CONSIGNE 1
Pouvez-vous résumer en deux phrases le texte sur les conditions de travail des enseignants ?
CONSIGNE 2
Pourriez-vous poursuivre le texte sur les conditions de travail des enseignants à partir de sa dernière phrase ?

TEXTE FOURNI
● ● ● ●
Des conditions de travail "usantes"

En tant que professeure principale, Isabelle* dit rester au téléphone avec des parents d'élèves jusqu'à 22 heures certains soirs. Sans compter les copies à corriger. "Sur le long terme, c'est usant", insiste-t-elle. Cette charge de travail a eu raison de son couple : "Je me suis séparée de mon précédent conjoint parce qu'il ne comprenait pas que je ne puisse pas partir en week-end ou passer une soirée tranquille."

En vingt ans de carrière, la professeure d'allemand en Alsace a organisé plus de 40 échanges et séjours à l'étranger et a cumulé de nombreuses missions en dehors de ses cours. Une pléthore d'heures supplémentaires qui ont empiété sur son travail. "Je n'ai plus le temps de me concentrer sur l'essentiel, c'est-à-dire la création et la conception de cours et de séquences", regrette-t-elle. 

"Le seul moment où j'ai le temps de me mettre vraiment au travail, c'est pendant les vacances."

Isabelle*, professeure d'allemand en Alsace

à franceinfo

Et Isabelle n'est pas la seule à dresser ce constat. "Le vendredi soir, je tombe", partage de son côté Thomas, professeur des écoles dans le Tarn, qui s'endort chaque soir à 21 heures. Comme eux, nombre d'enseignants interrogés pointent du doigt l'"épuisement élevé". Un sentiment confirmé par le premier baromètre de bien-être des personnels de l'Education nationale publié par le ministère mi-octobre. 

Le ministère "conscient" du problème

Tous se disent par ailleurs opposés à l'idée même de conditionner la hausse des salaires à des missions supplémentaires. Plusieurs syndicats et enseignants y voient le risque de voir les inégalités salariales se renforcer entre les hommes et les femmes. D'ailleurs, des missions rémunérées ont déjà émergé ces dernières années : les indemnités pour mission particulière (IMP). Ces dernières, créées par décret en 2015, donnent la possibilité aux enseignants de second degré d'accomplir des missions particulières au sein de leur établissement ou dans leur académie, "pour répondre à des besoins spécifiques". Elles peuvent englober de nombreuses tâches : occuper le poste d'enseignant référent pour le décrochage, réaliser du tutorat auprès des élèves ou encore s'occuper du matériel informatique.
● ● ● ●
EXTRAITS DES ITEMS
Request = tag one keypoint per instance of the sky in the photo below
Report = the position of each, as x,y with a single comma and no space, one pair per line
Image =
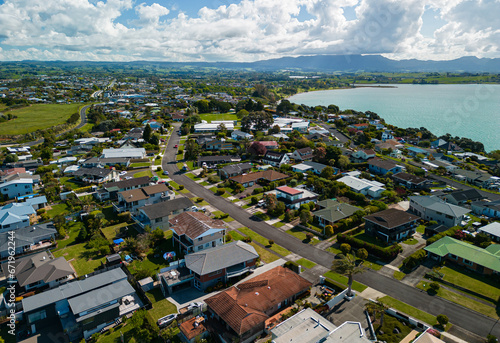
246,30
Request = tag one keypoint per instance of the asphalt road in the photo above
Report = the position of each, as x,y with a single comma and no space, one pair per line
83,121
461,316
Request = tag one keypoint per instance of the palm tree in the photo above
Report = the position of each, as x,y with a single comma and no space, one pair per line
376,307
347,266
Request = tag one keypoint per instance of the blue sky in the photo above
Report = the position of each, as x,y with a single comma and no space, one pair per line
247,30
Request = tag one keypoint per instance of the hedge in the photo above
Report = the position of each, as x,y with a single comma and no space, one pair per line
450,232
388,253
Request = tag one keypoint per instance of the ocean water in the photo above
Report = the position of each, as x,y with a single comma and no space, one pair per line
471,111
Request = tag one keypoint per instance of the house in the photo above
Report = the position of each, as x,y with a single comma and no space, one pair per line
244,309
382,167
132,153
333,211
484,261
463,197
218,144
314,167
432,208
40,270
27,239
391,225
238,135
157,215
304,154
248,180
307,326
234,170
487,208
363,155
194,231
221,263
83,307
276,159
295,197
16,188
15,216
410,181
133,199
96,175
214,161
492,230
110,190
370,188
193,330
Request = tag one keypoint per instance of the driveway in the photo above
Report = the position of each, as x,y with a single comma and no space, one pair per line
459,315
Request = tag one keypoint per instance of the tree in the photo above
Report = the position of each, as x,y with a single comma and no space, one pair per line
376,308
345,248
146,135
442,319
347,266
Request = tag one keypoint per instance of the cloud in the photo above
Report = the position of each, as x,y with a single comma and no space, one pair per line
244,31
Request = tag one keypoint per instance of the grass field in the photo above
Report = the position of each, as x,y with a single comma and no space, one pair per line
409,310
37,117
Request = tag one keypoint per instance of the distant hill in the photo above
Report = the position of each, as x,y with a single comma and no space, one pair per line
318,63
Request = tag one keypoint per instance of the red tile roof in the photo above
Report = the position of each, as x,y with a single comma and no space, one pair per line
243,307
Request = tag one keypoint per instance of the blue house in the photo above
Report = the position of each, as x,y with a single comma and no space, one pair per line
382,167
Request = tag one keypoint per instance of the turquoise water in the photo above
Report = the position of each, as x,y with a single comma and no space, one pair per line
471,111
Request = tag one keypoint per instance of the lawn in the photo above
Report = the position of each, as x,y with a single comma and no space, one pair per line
58,209
265,256
209,117
472,281
305,263
461,300
161,306
343,280
143,173
302,236
409,310
37,117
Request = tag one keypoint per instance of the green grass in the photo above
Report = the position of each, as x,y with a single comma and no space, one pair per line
209,117
302,235
474,282
140,165
144,173
409,310
37,117
358,287
57,209
161,306
264,241
110,232
410,241
265,256
461,300
306,263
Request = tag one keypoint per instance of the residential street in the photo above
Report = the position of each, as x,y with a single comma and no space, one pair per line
461,316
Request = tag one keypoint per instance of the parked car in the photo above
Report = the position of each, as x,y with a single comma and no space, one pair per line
164,321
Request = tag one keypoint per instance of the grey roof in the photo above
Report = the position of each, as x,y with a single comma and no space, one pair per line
438,205
223,256
336,212
100,296
28,235
165,208
72,289
41,267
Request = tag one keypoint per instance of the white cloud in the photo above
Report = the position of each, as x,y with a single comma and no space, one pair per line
249,30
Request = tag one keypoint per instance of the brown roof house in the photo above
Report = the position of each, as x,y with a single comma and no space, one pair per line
244,309
41,270
391,225
194,231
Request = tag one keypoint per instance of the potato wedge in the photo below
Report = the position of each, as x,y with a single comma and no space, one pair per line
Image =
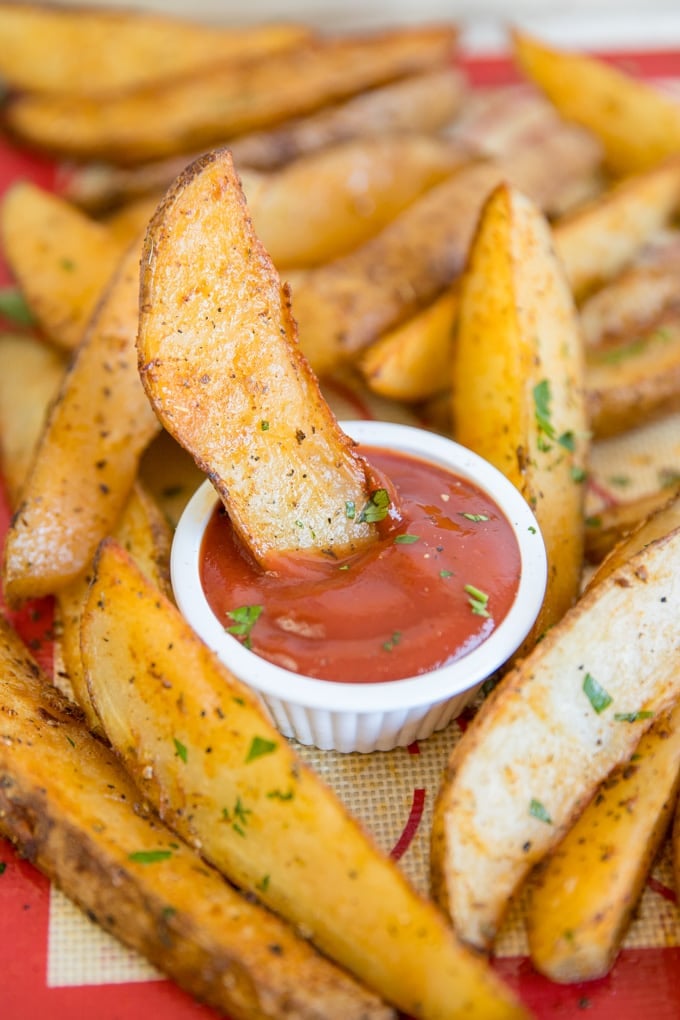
581,702
424,102
599,240
61,259
52,49
411,361
322,205
146,534
257,811
194,112
607,527
582,896
88,455
635,381
31,373
220,363
69,808
518,380
636,123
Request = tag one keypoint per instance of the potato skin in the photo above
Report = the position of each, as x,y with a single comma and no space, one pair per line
70,810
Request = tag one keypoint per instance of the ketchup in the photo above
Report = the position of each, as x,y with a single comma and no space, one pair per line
425,593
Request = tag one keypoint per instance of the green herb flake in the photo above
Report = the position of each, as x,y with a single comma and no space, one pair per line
595,694
541,404
150,856
389,645
14,308
539,811
260,747
478,601
245,618
376,508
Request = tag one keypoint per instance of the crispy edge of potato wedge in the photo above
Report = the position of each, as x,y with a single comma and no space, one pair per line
581,700
31,373
88,455
61,259
636,123
218,102
70,809
76,49
220,363
517,375
257,810
634,381
602,238
146,533
582,896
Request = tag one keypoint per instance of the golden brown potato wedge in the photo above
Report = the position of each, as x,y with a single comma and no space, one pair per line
581,701
413,361
220,363
636,123
61,259
607,527
71,810
582,897
424,102
145,533
599,240
75,49
31,373
635,381
322,205
258,812
518,380
88,455
194,112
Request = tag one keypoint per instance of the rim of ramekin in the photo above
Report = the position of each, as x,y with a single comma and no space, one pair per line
427,689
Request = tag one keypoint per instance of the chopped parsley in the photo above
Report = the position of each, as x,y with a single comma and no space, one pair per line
595,694
150,856
245,618
539,811
376,508
260,747
478,601
14,308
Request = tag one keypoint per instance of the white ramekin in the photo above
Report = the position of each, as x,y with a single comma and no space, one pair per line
394,713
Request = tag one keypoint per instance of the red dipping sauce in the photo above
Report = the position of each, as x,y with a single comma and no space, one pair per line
420,597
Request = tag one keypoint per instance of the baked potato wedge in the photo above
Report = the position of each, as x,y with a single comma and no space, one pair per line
423,102
145,532
324,204
71,810
191,113
80,50
61,259
88,455
581,701
517,374
31,373
220,363
258,813
637,124
634,381
582,896
600,239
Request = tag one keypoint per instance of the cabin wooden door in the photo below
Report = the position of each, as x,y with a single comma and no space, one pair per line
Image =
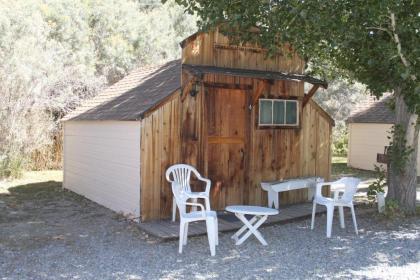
226,138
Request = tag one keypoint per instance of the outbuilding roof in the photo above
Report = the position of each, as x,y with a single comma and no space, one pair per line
145,88
373,111
132,96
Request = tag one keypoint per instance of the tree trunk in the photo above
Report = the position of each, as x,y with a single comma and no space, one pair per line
403,183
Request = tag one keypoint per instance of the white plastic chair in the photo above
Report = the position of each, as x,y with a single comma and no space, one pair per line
210,217
344,190
181,174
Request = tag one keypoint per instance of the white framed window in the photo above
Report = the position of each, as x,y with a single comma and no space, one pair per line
278,112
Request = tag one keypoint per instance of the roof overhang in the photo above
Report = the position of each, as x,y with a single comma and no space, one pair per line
199,70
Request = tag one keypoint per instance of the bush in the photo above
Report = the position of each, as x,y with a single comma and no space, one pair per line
340,145
11,167
378,185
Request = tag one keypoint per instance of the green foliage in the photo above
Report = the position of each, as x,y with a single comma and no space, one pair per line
380,182
398,151
11,166
339,100
374,42
340,145
393,209
54,54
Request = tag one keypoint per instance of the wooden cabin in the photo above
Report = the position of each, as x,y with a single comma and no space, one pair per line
237,115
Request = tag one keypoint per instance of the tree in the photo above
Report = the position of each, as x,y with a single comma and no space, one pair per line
54,54
373,42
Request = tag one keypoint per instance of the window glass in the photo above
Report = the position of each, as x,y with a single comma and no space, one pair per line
278,112
291,112
266,113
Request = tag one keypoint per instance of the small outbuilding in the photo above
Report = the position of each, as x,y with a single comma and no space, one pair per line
237,115
369,126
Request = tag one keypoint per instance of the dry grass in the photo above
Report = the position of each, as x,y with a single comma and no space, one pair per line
31,177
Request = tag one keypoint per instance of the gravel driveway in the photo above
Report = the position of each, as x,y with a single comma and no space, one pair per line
47,233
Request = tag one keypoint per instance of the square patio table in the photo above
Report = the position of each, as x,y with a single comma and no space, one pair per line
260,215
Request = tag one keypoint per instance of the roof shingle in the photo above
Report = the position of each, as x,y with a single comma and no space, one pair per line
129,98
373,111
144,88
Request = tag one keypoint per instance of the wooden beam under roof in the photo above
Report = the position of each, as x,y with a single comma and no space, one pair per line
309,95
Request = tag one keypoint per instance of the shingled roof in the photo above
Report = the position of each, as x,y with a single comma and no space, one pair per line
145,88
373,111
132,96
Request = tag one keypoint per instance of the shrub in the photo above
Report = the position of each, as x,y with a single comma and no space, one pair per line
378,185
340,145
11,166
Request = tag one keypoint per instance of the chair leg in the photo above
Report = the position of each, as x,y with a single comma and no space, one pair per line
173,209
186,233
353,214
207,202
313,215
194,208
217,231
330,216
211,236
341,213
181,236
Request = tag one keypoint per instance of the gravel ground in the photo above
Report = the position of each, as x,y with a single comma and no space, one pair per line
47,233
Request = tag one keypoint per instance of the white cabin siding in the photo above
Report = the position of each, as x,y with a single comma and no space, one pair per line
102,163
366,140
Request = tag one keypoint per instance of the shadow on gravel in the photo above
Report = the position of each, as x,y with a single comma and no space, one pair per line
49,233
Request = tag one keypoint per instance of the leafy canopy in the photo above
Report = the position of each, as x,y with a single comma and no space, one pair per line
374,42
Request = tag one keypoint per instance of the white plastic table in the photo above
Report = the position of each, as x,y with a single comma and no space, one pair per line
250,226
274,187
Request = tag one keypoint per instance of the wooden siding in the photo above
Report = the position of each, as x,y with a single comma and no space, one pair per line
160,148
102,163
366,140
214,49
268,154
216,131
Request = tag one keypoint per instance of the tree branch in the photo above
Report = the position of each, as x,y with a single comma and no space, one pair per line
398,42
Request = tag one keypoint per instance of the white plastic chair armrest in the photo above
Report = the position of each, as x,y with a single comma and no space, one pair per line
203,213
196,195
207,181
319,186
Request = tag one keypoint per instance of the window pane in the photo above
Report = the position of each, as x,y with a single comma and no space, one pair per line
266,112
278,114
291,112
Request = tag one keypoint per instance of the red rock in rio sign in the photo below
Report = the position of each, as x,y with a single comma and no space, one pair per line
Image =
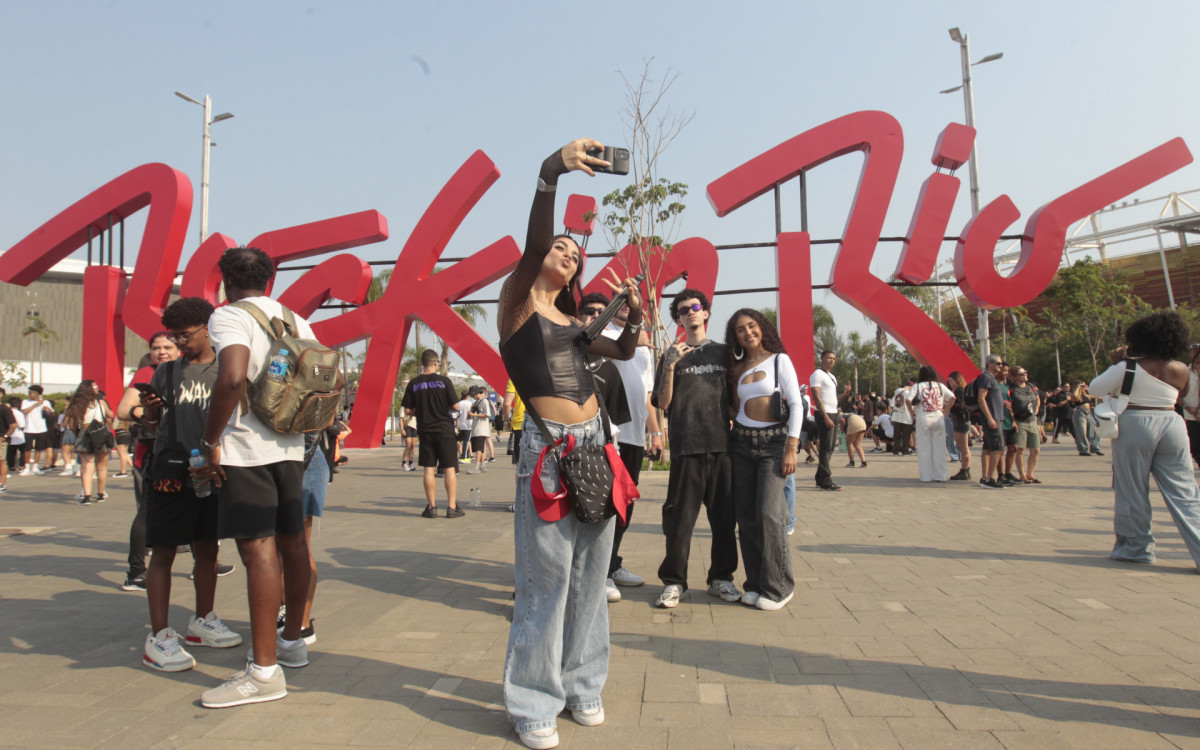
113,303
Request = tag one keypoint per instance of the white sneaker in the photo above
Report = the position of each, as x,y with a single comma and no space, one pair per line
540,739
211,631
670,598
623,577
771,605
725,589
163,652
611,589
588,717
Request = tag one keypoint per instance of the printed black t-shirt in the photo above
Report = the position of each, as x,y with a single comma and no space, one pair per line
190,403
700,402
431,397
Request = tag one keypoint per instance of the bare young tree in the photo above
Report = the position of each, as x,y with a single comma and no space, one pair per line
646,214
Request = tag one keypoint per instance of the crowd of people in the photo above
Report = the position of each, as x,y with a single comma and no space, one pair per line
208,467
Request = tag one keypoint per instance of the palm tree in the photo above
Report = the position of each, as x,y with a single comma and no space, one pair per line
37,328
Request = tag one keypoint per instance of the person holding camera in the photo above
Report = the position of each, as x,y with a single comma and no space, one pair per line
558,645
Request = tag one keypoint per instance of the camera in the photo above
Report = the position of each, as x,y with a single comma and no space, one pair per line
617,156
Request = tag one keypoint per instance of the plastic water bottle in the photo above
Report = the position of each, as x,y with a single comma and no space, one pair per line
203,487
277,369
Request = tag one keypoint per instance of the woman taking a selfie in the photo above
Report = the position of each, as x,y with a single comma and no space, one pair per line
763,453
1151,439
558,645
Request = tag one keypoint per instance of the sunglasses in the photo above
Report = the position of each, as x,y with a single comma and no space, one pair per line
185,337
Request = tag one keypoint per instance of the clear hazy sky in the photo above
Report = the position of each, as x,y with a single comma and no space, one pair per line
351,106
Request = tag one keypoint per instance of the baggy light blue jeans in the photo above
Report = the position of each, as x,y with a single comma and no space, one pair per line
762,514
1152,443
558,643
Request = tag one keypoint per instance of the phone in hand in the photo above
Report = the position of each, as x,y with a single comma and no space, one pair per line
616,156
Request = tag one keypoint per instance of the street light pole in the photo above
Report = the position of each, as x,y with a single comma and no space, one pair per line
984,333
204,159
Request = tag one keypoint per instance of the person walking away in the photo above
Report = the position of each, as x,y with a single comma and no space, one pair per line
931,400
1151,438
261,475
430,399
1191,403
823,385
690,389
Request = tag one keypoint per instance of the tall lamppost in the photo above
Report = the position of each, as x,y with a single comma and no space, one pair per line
204,160
973,162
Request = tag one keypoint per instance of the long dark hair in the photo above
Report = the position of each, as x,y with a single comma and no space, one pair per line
83,397
771,340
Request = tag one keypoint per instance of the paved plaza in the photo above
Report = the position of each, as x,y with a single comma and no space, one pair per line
925,616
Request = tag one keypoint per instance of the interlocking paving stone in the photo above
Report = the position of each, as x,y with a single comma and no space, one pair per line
925,616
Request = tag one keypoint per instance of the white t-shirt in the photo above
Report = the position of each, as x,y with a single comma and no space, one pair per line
246,441
462,414
35,420
828,385
637,377
933,396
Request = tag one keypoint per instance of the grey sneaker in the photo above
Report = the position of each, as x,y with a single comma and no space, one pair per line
244,688
725,589
670,597
292,658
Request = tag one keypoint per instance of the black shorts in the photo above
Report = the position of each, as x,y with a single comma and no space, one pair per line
262,501
438,450
37,441
993,439
180,517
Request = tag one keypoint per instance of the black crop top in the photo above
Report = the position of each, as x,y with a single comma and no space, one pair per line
546,359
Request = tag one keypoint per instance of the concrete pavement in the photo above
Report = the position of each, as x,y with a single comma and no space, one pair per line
925,616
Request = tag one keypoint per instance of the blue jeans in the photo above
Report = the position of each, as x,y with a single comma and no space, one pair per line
558,643
762,514
790,498
1152,443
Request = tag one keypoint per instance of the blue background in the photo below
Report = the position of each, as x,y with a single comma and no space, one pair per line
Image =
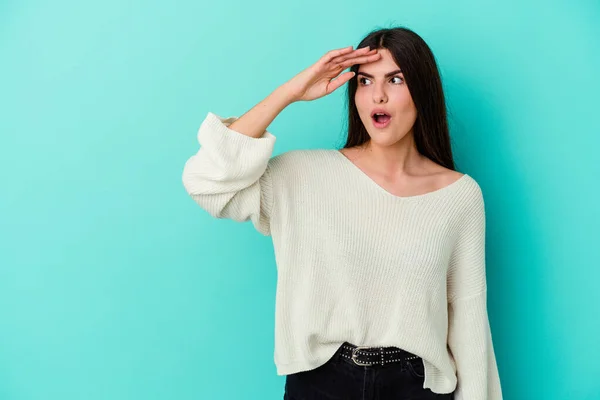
115,285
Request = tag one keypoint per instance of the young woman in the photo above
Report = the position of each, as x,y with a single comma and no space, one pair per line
379,246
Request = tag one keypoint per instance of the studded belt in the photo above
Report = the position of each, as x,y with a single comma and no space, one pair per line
363,355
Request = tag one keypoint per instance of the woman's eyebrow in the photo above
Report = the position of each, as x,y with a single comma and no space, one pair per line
386,75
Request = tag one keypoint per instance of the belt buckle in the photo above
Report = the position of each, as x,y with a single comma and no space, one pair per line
354,355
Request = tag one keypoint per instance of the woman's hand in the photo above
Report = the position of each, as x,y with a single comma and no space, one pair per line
318,80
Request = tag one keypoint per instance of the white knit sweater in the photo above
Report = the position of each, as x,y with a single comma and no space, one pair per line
356,263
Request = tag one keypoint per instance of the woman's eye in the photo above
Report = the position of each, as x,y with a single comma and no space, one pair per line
363,80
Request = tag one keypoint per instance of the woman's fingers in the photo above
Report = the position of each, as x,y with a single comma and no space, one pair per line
356,53
339,81
334,53
359,60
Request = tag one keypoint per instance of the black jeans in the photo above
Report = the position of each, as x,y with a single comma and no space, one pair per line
341,379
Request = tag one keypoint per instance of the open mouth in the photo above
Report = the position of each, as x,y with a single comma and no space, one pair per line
381,120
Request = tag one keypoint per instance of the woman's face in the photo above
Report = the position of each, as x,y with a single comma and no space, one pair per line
378,87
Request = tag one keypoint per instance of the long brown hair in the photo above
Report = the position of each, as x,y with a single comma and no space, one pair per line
418,64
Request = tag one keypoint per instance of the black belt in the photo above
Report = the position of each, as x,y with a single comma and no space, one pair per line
363,355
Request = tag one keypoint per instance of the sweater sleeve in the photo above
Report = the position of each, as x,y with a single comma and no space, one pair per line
469,333
229,176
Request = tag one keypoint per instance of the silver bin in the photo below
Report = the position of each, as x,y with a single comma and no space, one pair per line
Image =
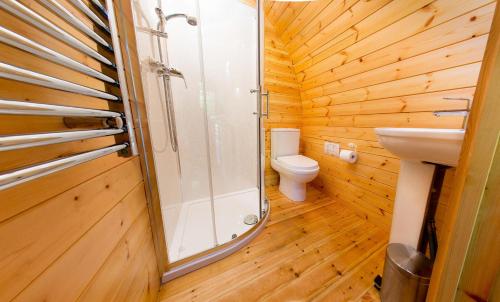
407,274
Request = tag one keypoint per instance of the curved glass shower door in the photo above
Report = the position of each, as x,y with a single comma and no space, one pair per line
199,73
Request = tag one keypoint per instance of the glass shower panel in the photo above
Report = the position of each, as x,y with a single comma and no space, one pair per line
209,185
183,175
229,46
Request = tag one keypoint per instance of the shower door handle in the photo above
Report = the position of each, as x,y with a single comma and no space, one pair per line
266,94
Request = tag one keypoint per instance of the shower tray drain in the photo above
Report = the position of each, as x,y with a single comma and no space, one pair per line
251,219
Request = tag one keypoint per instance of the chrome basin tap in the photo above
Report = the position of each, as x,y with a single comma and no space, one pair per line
456,112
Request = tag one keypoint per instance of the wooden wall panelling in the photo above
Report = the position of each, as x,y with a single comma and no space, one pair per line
467,263
363,65
280,81
136,94
84,232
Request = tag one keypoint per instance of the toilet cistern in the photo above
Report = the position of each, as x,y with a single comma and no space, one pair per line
295,170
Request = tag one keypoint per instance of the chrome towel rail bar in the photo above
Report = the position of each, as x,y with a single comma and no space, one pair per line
16,142
101,8
121,77
70,18
16,177
116,120
87,11
10,107
19,74
13,39
43,24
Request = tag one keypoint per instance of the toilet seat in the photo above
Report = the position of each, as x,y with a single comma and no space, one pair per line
298,163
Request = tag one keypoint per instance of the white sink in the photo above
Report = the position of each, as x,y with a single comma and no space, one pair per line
419,149
439,146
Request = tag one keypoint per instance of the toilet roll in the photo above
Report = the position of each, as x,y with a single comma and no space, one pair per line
348,156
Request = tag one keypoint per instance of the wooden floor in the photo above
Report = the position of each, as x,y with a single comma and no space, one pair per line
317,250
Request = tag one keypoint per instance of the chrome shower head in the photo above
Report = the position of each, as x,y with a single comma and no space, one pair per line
190,19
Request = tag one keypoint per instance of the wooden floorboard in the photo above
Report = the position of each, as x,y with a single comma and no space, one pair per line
316,250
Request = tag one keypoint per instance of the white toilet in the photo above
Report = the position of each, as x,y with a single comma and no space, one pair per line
295,170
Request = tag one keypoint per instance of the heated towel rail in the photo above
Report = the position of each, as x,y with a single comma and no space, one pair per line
100,27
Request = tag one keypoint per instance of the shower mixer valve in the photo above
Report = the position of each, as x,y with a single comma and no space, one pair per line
167,72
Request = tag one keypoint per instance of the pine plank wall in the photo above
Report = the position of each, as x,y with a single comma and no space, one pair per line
82,233
362,64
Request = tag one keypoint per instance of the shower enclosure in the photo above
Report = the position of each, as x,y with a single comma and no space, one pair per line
200,62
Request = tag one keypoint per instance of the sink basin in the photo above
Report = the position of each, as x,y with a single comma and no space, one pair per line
439,146
419,149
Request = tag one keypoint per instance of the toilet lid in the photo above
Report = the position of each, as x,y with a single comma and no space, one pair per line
298,162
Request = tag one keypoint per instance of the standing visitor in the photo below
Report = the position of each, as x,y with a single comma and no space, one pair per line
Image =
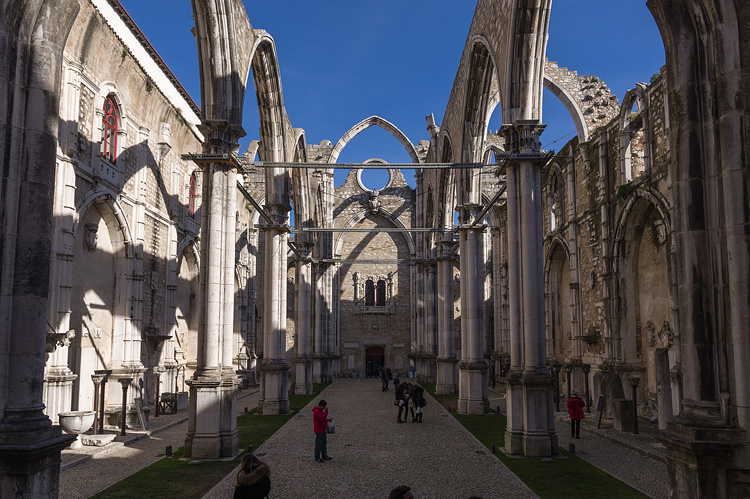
● ● ● ●
RÉPONSE 1
Des enseignants, comme Isabelle, professeure d'allemand en Alsace, et Thomas, professeur des écoles dans le Tarn, décrivent une charge de travail épuisante, un constat confirmé par le premier baromètre de bien-être des personnels de l'Education nationale publié par le ministère mi-octobre. Tous se disent opposés à l'idée de conditionner la hausse des salaires à des missions supplémentaires, plusieurs syndicats et enseignants y voyant le risque d'un renforcement des inégalités salariales entre les hommes et les femmes.

RÉPONSE 2
Autant d'exemples qui rappellent beaucoup le type de "missions supplémentaires" proposées évoquées par le gouvernement. Sauf que, selon Sophie Vénétitay, davantage d'hommes choisissent ces missions. "Aujourd'hui, assure-t-elle, on constate que les hommes profitent plus de ces indemnités liées à ces missions supplémentaires parce que la répartition du temps domestique est traditionnellement inégale entre les hommes et les femmes."

"Si la revalorisation est axée autour de ces missions supplémentaires, alors elle ne sera que masculine."

Sophie Vénétitay, secrétaire générale du Snes-FSU

à franceinfo

Selon une note d'information du ministère, les attributions d'IMP s'élèvent en moyenne à 1 280 euros par an pour les hommes, contre 990 euros pour les femmes. Plusieurs éléments expliquent cet écart, d'après l'Education nationale. D'abord, quand les femmes font des missions, "elles en choisissent quantitativement moins que les hommes". Ensuite, le type de missions choisies joue également un rôle déterminant. "Les missions les mieux rémunérées sont les missions de référent numérique et les missions académiques. Or, ces types de missions sont celles qui comptent le moins de femmes parmi les bénéficiaires", rapporte cette note.

Contacté par franceinfo, le ministère de l'Education nationale répond que rien n'est encore acté mais assure "être conscient" des problèmes engendrés par ces nouvelles missions. Selon un rapport du sénateur LR Gérard Longuet publié en 2021, si les salaires des enseignants ont augmenté ces dernières années, cela n'a pas suffi à compenser les effets du pouvoir d'achat. "Les enseignants français ont perdu entre 15 et 25% de rémunération au cours des vingt dernières années", relève-t-il.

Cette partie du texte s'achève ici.